課題 A:
次に示すHTMLのアウトラインアルゴリズムについての文章を、一字一句変えずに全文書き写してください。

━━━ 読解用抜粋 ━━━

HTML のアウトラインアルゴリズムが見出しレベルをベースとしたものに刷新されそう
HTML のアウトラインアルゴリズムが刷新されようとしています。
本記事では、最初に現時点のアウトラインアルゴリズムの概要を説明した後、どのような変更が行われるかを紹介します。
現時点のアウトラインアルゴリズムの概要
HTML にはアウトラインアルゴリズムという概念があります。
一昔前の HTML、すなわち HTML4 以前はセクションの概念がなく、章立ては見出し要素(<h1>
〜 <h6>
)のみで行うしかありませんでした。
HTML5 ではアウトラインの概念が導入され、見出し要素とセクショニングコンテンツ(<section>
要素など)を組み合わせてセクションを使用することが可能になり、仕様では専用の章「Headings and sections」にて詳しく解説されています。
- 最初の HTML 5 Working Draft における「Headings and sections」(2008年1月22日)

━━━ 処理対象レコード ━━━

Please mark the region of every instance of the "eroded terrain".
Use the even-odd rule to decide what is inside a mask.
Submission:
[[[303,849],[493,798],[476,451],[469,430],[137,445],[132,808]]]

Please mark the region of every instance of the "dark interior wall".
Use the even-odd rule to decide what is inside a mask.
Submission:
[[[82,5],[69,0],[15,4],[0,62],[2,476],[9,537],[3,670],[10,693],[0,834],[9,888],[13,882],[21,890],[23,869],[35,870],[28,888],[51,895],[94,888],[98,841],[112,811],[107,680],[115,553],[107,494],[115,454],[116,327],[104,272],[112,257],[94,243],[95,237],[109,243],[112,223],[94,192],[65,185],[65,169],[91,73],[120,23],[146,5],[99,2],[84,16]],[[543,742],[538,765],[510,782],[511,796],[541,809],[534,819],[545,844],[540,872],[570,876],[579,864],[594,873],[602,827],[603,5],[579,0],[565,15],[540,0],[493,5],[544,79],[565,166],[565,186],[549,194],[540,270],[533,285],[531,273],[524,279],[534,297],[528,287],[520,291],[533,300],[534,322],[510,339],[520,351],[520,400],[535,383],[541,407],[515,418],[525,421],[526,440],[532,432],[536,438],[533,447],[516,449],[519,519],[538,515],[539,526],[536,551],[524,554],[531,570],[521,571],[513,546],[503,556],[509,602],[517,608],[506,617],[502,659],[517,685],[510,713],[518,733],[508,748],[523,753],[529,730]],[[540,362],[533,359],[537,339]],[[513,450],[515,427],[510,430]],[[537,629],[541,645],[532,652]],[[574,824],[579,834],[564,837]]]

━━━
━━━ 処理対象レコード ━━━

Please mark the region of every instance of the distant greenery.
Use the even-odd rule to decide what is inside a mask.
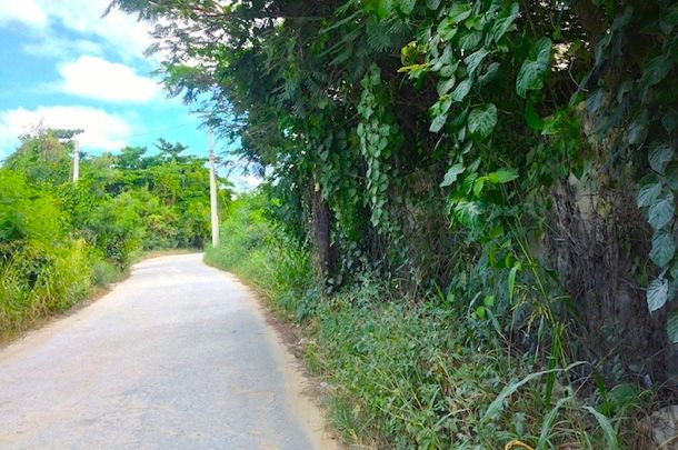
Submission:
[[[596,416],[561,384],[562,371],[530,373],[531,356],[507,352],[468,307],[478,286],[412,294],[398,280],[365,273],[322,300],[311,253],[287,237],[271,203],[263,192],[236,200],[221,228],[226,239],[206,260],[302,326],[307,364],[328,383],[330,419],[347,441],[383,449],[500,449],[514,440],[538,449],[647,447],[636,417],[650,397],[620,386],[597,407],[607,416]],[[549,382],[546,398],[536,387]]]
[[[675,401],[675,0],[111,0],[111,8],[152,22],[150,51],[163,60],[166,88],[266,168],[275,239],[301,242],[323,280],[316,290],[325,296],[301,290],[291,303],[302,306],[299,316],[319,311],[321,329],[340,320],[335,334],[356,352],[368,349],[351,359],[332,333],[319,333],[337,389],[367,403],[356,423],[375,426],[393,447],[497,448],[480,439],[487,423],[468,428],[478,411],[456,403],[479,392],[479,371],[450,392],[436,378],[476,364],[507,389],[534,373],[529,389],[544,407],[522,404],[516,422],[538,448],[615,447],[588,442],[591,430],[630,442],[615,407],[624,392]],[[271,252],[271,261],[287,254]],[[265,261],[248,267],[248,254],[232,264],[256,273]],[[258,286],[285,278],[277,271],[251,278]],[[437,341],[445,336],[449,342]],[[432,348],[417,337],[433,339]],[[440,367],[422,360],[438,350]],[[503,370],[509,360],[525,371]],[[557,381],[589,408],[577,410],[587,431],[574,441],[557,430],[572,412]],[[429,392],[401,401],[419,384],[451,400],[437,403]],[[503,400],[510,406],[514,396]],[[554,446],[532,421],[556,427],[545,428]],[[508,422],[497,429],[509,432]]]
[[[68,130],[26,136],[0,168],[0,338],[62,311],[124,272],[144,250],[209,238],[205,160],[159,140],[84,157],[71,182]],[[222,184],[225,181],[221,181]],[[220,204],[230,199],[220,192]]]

━━━
━━━ 処理対象レコード ━━━

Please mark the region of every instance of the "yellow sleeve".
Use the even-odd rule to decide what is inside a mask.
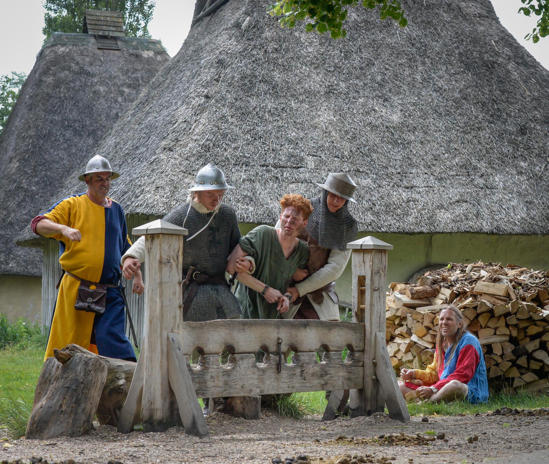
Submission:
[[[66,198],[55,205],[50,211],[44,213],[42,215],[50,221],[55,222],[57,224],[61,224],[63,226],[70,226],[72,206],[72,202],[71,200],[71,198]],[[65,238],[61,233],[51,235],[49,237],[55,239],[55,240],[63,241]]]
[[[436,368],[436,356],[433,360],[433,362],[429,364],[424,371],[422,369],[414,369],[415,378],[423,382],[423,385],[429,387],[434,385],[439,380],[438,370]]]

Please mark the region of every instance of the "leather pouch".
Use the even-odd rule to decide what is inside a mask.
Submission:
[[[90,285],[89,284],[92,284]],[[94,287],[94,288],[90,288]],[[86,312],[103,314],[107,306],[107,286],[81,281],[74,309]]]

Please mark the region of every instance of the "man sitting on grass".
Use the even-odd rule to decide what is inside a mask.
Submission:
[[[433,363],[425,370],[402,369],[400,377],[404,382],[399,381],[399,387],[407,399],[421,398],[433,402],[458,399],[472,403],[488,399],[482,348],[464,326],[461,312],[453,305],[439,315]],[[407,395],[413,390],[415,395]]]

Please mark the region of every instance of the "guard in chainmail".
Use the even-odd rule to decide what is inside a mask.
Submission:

━━━

課題 B:
上記のレコードのうち、「instance」という文字列を含む行をすべて集め、そのまま書き出してください。

解答 A:
HTML のアウトラインアルゴリズムが見出しレベルをベースとしたものに刷新されそう
HTML のアウトラインアルゴリズムが刷新されようとしています。
本記事では、最初に現時点のアウトラインアルゴリズムの概要を説明した後、どのような変更が行われるかを紹介します。
現時点のアウトラインアルゴリズムの概要
HTML にはアウトラインアルゴリズムという概念があります。
一昔前の HTML、すなわち HTML4 以前はセクションの概念がなく、章立ては見出し要素(<h1>
〜 <h6>
)のみで行うしかありませんでした。
HTML5 ではアウトラインの概念が導入され、見出し要素とセクショニングコンテンツ(<section>
要素など)を組み合わせてセクションを使用することが可能になり、仕様では専用の章「Headings and sections」にて詳しく解説されています。
- 最初の HTML 5 Working Draft における「Headings and sections」(2008年1月22日)

解答 B:
Please mark the region of every instance of the "eroded terrain".
Please mark the region of every instance of the "dark interior wall".
Please mark the region of every instance of the distant greenery.
Please mark the region of every instance of the "yellow sleeve".
Please mark the region of every instance of the "leather pouch".
Please mark the region of every instance of the "man sitting on grass".
Please mark the region of every instance of the "guard in chainmail".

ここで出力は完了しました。